* **ENTRIES SUPPLIED**
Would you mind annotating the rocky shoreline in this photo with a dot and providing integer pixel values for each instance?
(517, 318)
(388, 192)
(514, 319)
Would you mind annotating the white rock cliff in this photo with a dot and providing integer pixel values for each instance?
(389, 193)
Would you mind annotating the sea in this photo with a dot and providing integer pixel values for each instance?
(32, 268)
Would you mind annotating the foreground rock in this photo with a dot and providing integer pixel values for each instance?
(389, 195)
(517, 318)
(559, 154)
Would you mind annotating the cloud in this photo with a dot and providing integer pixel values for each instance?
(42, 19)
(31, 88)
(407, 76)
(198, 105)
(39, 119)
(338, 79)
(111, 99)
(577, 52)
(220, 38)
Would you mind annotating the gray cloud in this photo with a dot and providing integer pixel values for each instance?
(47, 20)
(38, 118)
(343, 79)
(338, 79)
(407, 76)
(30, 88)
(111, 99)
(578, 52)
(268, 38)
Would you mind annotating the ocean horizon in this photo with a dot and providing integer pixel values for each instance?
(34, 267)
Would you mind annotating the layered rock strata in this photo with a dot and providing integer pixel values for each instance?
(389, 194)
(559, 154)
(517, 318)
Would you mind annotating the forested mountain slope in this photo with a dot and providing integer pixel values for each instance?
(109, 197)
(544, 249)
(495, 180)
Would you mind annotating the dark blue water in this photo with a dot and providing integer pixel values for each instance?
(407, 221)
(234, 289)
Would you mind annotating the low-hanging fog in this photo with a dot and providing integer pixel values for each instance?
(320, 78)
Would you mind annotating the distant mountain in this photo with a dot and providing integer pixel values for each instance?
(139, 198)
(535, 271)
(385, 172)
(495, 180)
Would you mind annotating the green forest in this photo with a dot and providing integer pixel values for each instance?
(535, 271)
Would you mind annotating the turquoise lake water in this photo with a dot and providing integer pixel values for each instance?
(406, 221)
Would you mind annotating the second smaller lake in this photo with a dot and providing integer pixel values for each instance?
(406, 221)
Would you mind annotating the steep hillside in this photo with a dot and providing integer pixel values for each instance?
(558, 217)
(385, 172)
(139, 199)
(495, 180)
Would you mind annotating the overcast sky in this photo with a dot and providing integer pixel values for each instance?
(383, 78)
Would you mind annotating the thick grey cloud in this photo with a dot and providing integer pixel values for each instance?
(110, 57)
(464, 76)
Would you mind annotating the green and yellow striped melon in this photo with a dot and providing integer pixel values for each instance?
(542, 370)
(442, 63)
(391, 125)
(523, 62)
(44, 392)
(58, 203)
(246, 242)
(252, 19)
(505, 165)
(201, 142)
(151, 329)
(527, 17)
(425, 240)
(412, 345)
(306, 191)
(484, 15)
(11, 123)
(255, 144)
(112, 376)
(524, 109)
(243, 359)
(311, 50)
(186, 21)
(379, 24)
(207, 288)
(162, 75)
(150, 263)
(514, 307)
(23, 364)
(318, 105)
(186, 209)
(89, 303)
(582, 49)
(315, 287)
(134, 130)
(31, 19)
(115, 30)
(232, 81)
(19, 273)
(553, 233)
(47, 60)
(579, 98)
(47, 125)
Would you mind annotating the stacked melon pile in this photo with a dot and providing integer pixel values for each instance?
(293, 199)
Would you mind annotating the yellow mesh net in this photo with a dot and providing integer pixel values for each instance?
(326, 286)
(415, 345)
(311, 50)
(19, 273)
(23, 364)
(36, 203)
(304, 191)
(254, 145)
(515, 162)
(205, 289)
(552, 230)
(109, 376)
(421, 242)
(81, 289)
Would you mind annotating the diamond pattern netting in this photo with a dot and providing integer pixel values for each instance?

* **ASSIGNED TASK**
Set down the data once more, exactly as shown above.

* **RESPONSE TO THE EXERCISE**
Would you mind annotating the rocky shoreline in this photo with a dot and providing integer pixel values for each instance?
(517, 318)
(388, 192)
(514, 319)
Would you mind annotating the white rock cliff in this photo with a dot and providing integer pixel values for each instance?
(389, 193)
Would you mind annotating the sea in this photo with a dot and providing integer pixel values for each instance?
(32, 268)
Would you mind annotating the foreground rock in this photo with a dot and providing integer pixel values for each instance?
(389, 195)
(517, 318)
(559, 154)
Would you mind annotating the cloud in this photo with a dot and providing integer pixel values for each instance?
(42, 19)
(31, 88)
(407, 76)
(198, 105)
(39, 119)
(338, 79)
(111, 99)
(577, 52)
(220, 38)
Would you mind annotating the gray cloud in this photo with a dot and providing integer pixel values for each instance?
(47, 20)
(38, 118)
(343, 79)
(338, 79)
(407, 76)
(30, 88)
(111, 99)
(578, 52)
(268, 38)
Would you mind annotating the ocean horizon in this photo with a dot and providing integer pixel values for each instance?
(34, 267)
Would you mind annotating the layered rock strata in this photo with a dot and providing integer pixel values for each instance?
(389, 194)
(559, 154)
(517, 318)
Would you mind annotating the forested mountain slope in this photo with a dot and providing integer pixel values for each instance?
(109, 197)
(544, 249)
(495, 180)
Would you mind annotating the dark blue water in this photo with a dot and providing integer pixel values for each instance?
(407, 221)
(234, 289)
Would you mind annotating the low-hanging fog in this photo with a dot and providing integer pixel values for each instance?
(320, 78)
Would you mind annotating the distant mountain in this photo with a dot and providing integer pixel values for each instance?
(139, 198)
(535, 271)
(385, 172)
(495, 180)
Would you mind annotating the green forest in this photo with a dot and providing integer pixel values for each instance?
(535, 271)
Would you mind annotating the turquoise lake water in this photo with a dot and providing integer pixel values for each instance?
(406, 221)
Would you mind annotating the second smaller lake in this photo with a dot and providing integer pixel values for each instance?
(406, 221)
Would you mind annotating the steep hillside in this photo with a dot and providing integer pixel values for each instance?
(558, 217)
(385, 172)
(139, 199)
(495, 180)
Would you mind annotating the overcast sky in this photo with a dot and providing integer pixel values for each instance?
(383, 78)
Would you mind annotating the thick grey cloud in this photo with a dot and providing integer pixel values for each instance?
(110, 57)
(464, 76)
Would you mind annotating the green and yellow striped melon in this photo with a dot and providing integer pixel values for each instance?
(542, 370)
(442, 63)
(391, 125)
(523, 62)
(44, 392)
(58, 203)
(246, 242)
(252, 19)
(505, 165)
(201, 142)
(151, 329)
(527, 17)
(425, 240)
(412, 345)
(306, 191)
(484, 15)
(11, 123)
(255, 144)
(112, 376)
(524, 109)
(243, 359)
(311, 50)
(186, 21)
(379, 24)
(207, 288)
(162, 75)
(150, 263)
(514, 307)
(23, 364)
(318, 105)
(186, 209)
(89, 303)
(582, 49)
(315, 287)
(134, 130)
(31, 19)
(115, 30)
(232, 81)
(19, 273)
(553, 233)
(47, 60)
(579, 98)
(47, 125)
Would you mind annotating the stacked melon pile in this photo with a dot and providing integer pixel values for each instance?
(293, 199)
Would you mind annotating the yellow mesh net in this photo with a dot and providing integer pixel values for each instance?
(326, 286)
(415, 345)
(311, 50)
(19, 273)
(23, 364)
(36, 203)
(304, 191)
(254, 145)
(515, 162)
(205, 289)
(552, 230)
(109, 376)
(421, 242)
(81, 289)
Would you mind annotating the diamond pattern netting in this photo with a dot and providing integer pixel values for each instance?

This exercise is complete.